RECORD SET START
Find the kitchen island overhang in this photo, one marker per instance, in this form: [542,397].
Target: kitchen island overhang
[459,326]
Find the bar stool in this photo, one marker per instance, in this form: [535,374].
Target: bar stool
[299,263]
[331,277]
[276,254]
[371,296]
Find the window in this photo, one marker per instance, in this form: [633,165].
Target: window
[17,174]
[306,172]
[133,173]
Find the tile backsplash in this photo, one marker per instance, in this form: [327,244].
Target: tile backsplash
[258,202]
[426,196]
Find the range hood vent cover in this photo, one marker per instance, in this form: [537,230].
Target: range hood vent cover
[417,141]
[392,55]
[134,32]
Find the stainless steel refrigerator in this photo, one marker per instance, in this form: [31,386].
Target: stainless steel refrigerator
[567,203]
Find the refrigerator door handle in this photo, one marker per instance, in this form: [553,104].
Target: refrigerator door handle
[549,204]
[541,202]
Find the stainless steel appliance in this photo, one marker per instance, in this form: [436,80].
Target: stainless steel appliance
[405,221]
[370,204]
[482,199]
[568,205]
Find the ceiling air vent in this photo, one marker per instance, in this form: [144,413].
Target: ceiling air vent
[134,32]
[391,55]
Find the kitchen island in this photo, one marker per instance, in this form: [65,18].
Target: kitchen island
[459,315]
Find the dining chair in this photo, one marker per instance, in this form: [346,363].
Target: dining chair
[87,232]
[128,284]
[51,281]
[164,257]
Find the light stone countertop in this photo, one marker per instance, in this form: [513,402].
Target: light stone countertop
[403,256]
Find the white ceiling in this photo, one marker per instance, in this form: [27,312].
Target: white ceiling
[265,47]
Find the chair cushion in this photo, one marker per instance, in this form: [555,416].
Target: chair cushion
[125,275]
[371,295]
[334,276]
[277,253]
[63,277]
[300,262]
RECORD SET END
▸ **THE PROBLEM**: Exactly the lines from the one with "Target: white ceiling" through the last line of the listing above must make up your answer.

▸ **RESPONSE**:
Target: white ceiling
[265,47]
Find the chair cushion in this photo, one marker per instance, in this form: [555,416].
Target: chair cushion
[125,275]
[371,295]
[334,276]
[277,253]
[63,277]
[300,262]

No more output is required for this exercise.